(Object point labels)

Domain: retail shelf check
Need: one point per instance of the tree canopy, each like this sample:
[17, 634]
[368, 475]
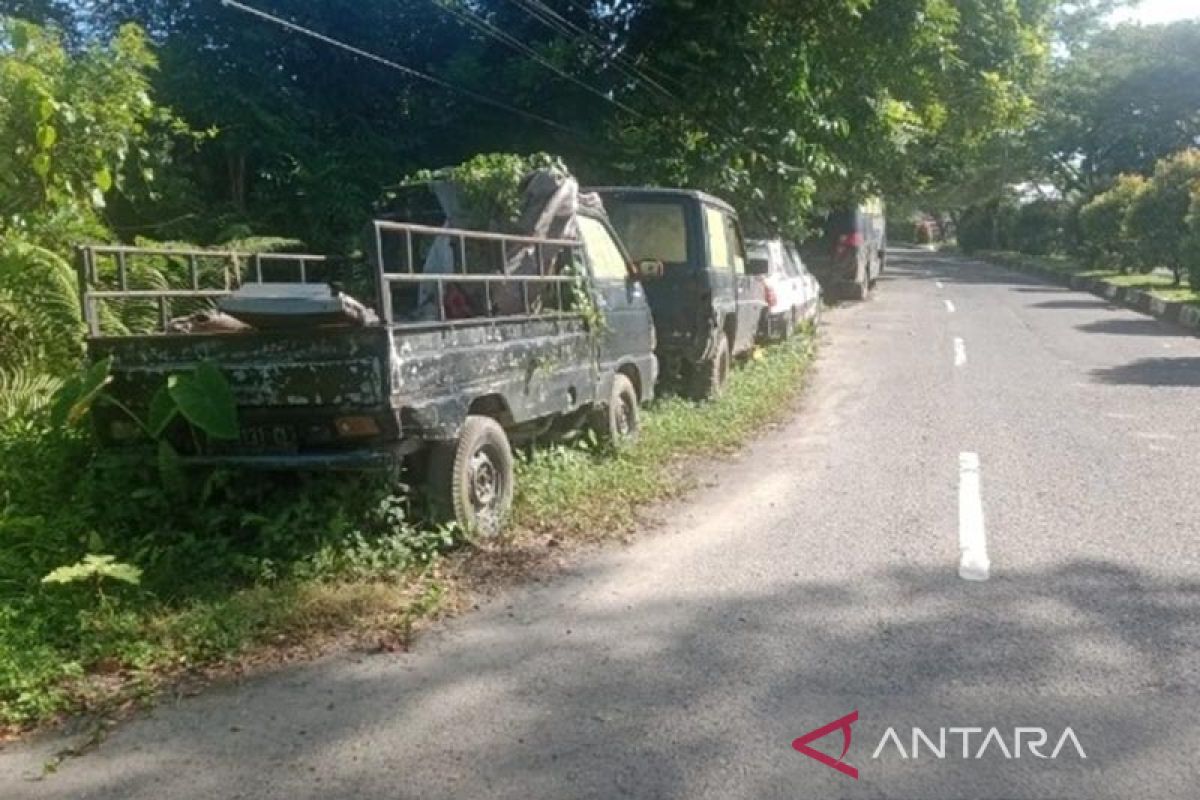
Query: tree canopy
[775, 106]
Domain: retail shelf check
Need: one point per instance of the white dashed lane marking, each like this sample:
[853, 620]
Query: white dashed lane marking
[973, 563]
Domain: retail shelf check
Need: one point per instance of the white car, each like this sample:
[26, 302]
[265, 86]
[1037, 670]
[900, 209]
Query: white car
[793, 295]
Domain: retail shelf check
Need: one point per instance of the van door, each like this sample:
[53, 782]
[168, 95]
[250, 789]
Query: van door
[619, 298]
[721, 275]
[751, 294]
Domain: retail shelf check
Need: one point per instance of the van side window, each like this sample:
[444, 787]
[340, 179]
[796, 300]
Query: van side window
[737, 245]
[603, 252]
[718, 239]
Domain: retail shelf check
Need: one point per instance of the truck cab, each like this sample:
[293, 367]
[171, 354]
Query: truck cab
[707, 299]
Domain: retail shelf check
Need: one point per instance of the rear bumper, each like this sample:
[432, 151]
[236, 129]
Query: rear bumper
[365, 459]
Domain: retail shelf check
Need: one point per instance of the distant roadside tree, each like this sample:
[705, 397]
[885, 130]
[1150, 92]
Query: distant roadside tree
[1107, 241]
[1157, 218]
[1193, 244]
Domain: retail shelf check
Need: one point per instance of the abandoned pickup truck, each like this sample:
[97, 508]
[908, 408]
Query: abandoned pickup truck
[442, 373]
[707, 300]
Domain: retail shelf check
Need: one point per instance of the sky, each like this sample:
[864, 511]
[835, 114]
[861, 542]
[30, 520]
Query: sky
[1159, 11]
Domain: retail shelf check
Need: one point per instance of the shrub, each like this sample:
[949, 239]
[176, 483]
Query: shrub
[988, 226]
[1038, 228]
[1157, 218]
[1102, 220]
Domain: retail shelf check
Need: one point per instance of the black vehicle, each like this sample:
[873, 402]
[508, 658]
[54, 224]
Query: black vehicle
[707, 302]
[447, 386]
[849, 252]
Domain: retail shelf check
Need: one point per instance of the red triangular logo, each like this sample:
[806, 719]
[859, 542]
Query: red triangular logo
[802, 744]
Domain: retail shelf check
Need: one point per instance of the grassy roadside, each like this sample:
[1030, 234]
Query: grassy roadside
[243, 572]
[1156, 283]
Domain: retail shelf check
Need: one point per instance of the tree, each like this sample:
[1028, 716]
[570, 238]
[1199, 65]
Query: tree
[73, 130]
[1192, 247]
[780, 107]
[1102, 220]
[1158, 216]
[77, 128]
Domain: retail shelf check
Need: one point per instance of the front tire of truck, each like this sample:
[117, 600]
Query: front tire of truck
[471, 479]
[707, 378]
[618, 421]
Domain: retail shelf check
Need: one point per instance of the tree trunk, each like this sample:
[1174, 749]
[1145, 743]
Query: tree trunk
[235, 162]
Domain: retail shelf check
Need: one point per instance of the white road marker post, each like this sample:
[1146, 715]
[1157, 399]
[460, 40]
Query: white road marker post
[973, 563]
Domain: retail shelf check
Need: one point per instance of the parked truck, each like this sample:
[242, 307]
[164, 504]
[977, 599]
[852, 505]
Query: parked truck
[849, 250]
[444, 386]
[707, 299]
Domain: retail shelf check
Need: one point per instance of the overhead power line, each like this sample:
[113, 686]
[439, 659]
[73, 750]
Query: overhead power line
[479, 23]
[399, 67]
[583, 37]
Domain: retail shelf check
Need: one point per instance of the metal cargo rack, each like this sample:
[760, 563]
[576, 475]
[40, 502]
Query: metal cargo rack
[232, 265]
[507, 245]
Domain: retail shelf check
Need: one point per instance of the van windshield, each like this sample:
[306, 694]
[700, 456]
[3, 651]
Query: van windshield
[651, 229]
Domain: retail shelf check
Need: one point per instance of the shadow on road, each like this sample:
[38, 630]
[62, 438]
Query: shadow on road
[700, 696]
[1152, 372]
[1126, 326]
[1047, 289]
[1069, 305]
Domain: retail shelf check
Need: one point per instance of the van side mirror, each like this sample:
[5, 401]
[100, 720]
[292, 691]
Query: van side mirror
[757, 266]
[649, 268]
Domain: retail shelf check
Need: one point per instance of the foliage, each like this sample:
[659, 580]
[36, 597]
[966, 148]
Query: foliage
[1107, 240]
[1157, 218]
[987, 226]
[826, 101]
[489, 185]
[1192, 247]
[95, 569]
[1039, 227]
[1126, 98]
[40, 325]
[75, 128]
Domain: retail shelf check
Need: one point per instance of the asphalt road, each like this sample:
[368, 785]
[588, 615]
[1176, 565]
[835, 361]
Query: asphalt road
[817, 575]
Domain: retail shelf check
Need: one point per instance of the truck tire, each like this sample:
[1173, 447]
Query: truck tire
[618, 421]
[471, 479]
[707, 378]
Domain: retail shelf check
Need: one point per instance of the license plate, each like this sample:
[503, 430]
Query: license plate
[268, 438]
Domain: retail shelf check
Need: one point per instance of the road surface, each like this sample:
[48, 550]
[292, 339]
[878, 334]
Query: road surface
[965, 422]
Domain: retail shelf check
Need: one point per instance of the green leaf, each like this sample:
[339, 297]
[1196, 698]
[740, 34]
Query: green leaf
[162, 410]
[47, 136]
[205, 400]
[103, 179]
[171, 470]
[41, 164]
[95, 566]
[76, 398]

▶ [SET TASK]: Omit pictures; set down the rest of the material word for word.

▶ [SOLUTION]:
Domain: retail shelf check
Need: one point per instance of the tree canopy, each like this sample:
[17, 634]
[368, 475]
Query: tree canopy
[775, 106]
Domain: retail shelf check
Need: one point per instance of the white dashed lane marking, each like this sample:
[853, 620]
Query: white dashed lane marking
[973, 563]
Domain: retail shelf check
Need: one point per instance of the white car, each like this sample:
[26, 302]
[265, 86]
[1037, 670]
[900, 209]
Query: white car
[793, 295]
Domain: retail shelf check
Need: one point per instance of the van door, each like this sample:
[53, 782]
[168, 95]
[250, 789]
Query: van door
[619, 298]
[721, 275]
[751, 294]
Domain: retail shelf check
Need: one point per instance of the van side window, each like this sample:
[444, 787]
[340, 179]
[796, 300]
Query: van side window
[737, 245]
[603, 252]
[718, 239]
Domain: retail shelf check
Need: one point per instance of the truck cab, each like this sample:
[293, 367]
[171, 354]
Query: truck cab
[707, 299]
Domain: retail shelf check
Need: one point per instance of the rear bumper, each like this sample:
[432, 151]
[236, 129]
Query: rear bumper
[365, 459]
Domain: retail shelf check
Need: one point per instance of the distant roadside tree, each like this sample:
[705, 397]
[885, 130]
[1150, 92]
Query: distant roadside tree
[1107, 241]
[1157, 218]
[1193, 244]
Domain: retail shelf check
Need: one point per instance of the abandoned pickup truck, each like this sample:
[97, 508]
[908, 408]
Query: abandoned pickup truck
[442, 373]
[707, 300]
Domain: retail shelf check
Need: one point per instance of the sky, each like this sample:
[864, 511]
[835, 114]
[861, 542]
[30, 520]
Query: sky
[1159, 11]
Domain: retail shelf check
Need: one point per instance of the shrub, each like this sample:
[949, 239]
[176, 483]
Query: shrub
[988, 226]
[1038, 228]
[1157, 218]
[1102, 220]
Domain: retail shelf check
Need: one point per instance of the black vehicle, each like this sample:
[873, 402]
[508, 658]
[54, 224]
Query: black vehicle
[707, 302]
[447, 386]
[849, 252]
Domain: retail shelf check
Need: one point per instance of the red triangular logo, each like this sample:
[806, 719]
[859, 542]
Query: red triangular logo
[802, 744]
Domain: retail shelf check
Need: one point per instance of the grassy roadside, each like this sample:
[1030, 234]
Query: grassy roadside
[243, 572]
[1156, 283]
Domain: retail shelf check
Need: one point per instance of the tree, each like this sample:
[1028, 716]
[570, 238]
[1199, 65]
Query: tree
[73, 130]
[1192, 247]
[780, 107]
[1102, 220]
[1158, 216]
[77, 128]
Domain: retail shelf check
Need: one point per instance of the front tire of truck, each like this sample:
[117, 600]
Query: front tire of truck
[471, 479]
[707, 378]
[618, 421]
Domain: retail shelf check
Need: one point per instance of the tree trunk, each like this sample:
[1174, 749]
[1145, 743]
Query: tree trunk
[235, 162]
Domain: retail shelf check
Need: one point per instance of the white road marker post, each like this sample:
[1146, 715]
[1157, 399]
[460, 40]
Query: white road marker post
[973, 563]
Domain: retail shelf check
Need: one point per instance of the parked truck, each like this sample:
[242, 307]
[164, 504]
[977, 599]
[852, 505]
Query: parked truck
[849, 250]
[444, 386]
[707, 299]
Domain: retail shelf check
Need: one point per instance of the overhead power line, each like this sample:
[113, 686]
[439, 659]
[73, 750]
Query: overhead power line
[479, 23]
[399, 67]
[583, 37]
Domain: retail shelf check
Need: one point per instance of the metal cargo rack, each like this sample:
[760, 563]
[576, 475]
[40, 502]
Query: metal cargo rack
[232, 265]
[507, 245]
Domain: retail shelf check
Need: one point per instance of the van windshield, each like this sample:
[306, 694]
[700, 456]
[3, 651]
Query: van windshield
[651, 229]
Domain: retail shelf check
Need: one point per instance of the shadow on road, each like this sample:
[38, 630]
[62, 438]
Query: shadow on road
[700, 696]
[1152, 372]
[1126, 326]
[1047, 289]
[1069, 305]
Domain: retail shelf check
Need: one point per instance of the van side mirror, each like this sample:
[5, 401]
[100, 720]
[292, 691]
Query: van side mirror
[757, 266]
[649, 268]
Domain: retail shelf check
Need: one point per instance of the foliage, each like this sample:
[659, 580]
[36, 597]
[966, 148]
Query: foliage
[1107, 240]
[1157, 218]
[987, 226]
[826, 101]
[489, 185]
[1192, 247]
[95, 569]
[1039, 227]
[1126, 98]
[40, 325]
[75, 128]
Domain: retail shelf check
Need: one point per instance of the asphalt road, each like this sample:
[368, 785]
[588, 615]
[1176, 565]
[835, 361]
Query: asphalt road
[817, 575]
Domain: retail shelf check
Need: one point per instance of the truck tire, each like this sample:
[1173, 447]
Query: truck tire
[618, 421]
[471, 479]
[707, 378]
Domain: retail shelf check
Need: one point per instance of the license plate, each like this sample:
[503, 430]
Query: license plate
[268, 438]
Domain: retail shelf check
Need: one point per instance of the road surface, each like this sample:
[48, 550]
[292, 339]
[878, 334]
Query: road surface
[965, 422]
Domain: retail shelf check
Need: one point per instance of the green leaf, each like this sample:
[339, 297]
[1196, 698]
[740, 34]
Query: green leaf
[162, 410]
[47, 136]
[205, 400]
[103, 179]
[171, 470]
[41, 164]
[95, 566]
[76, 398]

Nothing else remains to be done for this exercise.